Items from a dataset
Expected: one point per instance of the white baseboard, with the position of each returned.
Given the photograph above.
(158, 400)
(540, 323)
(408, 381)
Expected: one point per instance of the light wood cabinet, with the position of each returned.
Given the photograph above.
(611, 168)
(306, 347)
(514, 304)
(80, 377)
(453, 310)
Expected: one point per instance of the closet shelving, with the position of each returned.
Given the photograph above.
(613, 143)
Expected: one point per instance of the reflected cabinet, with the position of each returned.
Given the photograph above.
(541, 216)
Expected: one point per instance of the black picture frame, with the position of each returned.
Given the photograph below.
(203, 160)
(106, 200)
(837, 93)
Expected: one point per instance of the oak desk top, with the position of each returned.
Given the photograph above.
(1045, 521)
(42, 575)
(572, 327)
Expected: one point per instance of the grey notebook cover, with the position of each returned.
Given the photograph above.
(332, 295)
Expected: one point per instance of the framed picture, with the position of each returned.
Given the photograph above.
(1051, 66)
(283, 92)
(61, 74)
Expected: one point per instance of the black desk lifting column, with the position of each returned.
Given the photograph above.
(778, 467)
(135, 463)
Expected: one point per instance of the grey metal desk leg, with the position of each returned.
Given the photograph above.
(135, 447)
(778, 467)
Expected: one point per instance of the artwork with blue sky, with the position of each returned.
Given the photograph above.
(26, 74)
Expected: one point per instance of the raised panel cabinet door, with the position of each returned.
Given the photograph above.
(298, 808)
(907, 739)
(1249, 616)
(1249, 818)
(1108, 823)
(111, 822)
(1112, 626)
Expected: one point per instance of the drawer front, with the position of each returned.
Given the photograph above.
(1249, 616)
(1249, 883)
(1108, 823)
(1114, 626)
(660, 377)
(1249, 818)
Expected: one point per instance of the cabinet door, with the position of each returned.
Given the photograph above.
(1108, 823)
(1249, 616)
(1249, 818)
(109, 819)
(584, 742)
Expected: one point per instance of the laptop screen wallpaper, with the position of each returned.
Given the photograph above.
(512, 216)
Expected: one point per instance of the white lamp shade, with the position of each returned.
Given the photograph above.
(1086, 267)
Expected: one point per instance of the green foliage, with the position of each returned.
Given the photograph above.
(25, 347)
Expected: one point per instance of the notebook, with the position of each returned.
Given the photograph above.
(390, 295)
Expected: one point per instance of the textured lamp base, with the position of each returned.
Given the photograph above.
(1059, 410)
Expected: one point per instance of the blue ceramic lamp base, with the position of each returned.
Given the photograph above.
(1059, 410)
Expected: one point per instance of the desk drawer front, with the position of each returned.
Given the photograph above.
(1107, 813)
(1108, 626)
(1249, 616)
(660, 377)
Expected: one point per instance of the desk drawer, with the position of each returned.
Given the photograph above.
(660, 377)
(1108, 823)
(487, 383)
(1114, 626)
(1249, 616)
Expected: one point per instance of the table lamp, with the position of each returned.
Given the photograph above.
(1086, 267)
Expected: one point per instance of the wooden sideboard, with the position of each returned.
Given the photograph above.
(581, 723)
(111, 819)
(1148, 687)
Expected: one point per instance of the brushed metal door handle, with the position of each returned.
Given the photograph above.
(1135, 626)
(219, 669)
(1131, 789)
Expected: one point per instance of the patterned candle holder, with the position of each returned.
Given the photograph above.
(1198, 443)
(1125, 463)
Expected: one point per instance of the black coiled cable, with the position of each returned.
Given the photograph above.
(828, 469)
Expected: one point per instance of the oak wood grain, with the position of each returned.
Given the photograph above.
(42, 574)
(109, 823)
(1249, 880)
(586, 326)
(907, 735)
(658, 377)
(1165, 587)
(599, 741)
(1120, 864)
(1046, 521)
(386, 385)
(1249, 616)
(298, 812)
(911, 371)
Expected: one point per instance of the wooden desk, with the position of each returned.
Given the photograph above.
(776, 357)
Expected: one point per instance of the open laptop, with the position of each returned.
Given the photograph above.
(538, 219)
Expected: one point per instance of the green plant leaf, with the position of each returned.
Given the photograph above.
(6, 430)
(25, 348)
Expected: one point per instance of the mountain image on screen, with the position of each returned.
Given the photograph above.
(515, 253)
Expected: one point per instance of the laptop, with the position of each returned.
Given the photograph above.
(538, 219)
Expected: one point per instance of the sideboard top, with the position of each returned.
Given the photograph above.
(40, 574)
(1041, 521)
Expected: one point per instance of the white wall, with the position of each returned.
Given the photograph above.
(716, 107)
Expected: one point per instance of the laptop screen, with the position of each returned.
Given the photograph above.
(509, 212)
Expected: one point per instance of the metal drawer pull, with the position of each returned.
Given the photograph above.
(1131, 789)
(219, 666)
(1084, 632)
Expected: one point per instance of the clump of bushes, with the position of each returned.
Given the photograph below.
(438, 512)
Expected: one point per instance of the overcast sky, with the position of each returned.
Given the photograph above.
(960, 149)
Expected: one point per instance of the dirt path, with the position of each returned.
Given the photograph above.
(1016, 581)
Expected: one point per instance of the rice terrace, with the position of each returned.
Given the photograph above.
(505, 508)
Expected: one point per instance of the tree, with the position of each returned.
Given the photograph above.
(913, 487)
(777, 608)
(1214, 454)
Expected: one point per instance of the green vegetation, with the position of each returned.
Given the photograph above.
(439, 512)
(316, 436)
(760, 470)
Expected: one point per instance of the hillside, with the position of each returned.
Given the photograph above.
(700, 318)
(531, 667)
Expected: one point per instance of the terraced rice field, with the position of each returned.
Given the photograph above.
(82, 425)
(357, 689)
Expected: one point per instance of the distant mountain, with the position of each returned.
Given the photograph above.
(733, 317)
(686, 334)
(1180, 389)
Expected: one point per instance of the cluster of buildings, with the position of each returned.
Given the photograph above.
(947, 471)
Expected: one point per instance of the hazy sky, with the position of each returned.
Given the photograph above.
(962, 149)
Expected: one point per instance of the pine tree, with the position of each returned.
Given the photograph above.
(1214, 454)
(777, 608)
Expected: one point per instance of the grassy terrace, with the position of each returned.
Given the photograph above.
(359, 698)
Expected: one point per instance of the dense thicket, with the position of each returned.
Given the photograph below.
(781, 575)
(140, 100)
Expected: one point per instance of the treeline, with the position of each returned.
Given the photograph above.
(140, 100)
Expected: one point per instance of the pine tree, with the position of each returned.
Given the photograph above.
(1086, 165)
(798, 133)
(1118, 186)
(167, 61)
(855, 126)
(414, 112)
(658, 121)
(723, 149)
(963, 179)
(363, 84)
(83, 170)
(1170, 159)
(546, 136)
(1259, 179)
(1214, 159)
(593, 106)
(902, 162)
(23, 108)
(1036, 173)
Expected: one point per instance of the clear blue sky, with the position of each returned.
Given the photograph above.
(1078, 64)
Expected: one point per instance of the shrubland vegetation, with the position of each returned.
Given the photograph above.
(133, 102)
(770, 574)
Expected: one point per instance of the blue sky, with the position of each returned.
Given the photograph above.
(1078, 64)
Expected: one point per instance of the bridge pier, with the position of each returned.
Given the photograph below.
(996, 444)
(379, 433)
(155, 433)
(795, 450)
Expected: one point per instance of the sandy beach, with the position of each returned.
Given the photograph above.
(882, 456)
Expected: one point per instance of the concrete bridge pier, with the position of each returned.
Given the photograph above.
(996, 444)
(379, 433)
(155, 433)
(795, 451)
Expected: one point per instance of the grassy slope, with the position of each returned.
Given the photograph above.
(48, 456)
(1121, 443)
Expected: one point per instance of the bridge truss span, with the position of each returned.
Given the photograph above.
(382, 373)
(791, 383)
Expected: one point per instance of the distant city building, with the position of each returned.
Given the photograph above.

Given problem
Shift the coordinates in the part that opens with the line containing "Expected: one point per instance of the bridge truss" and runs through the last of the lines. Write that part out again with its requests and add 59 to every coordinate in the answers.

Response to this exercise
Expected: one point per instance of the bridge truss span, with the position of each returned.
Given the photograph above.
(441, 432)
(850, 442)
Expected: one point per instance of the distant city building, with the position of each returned.
Given the photograph above.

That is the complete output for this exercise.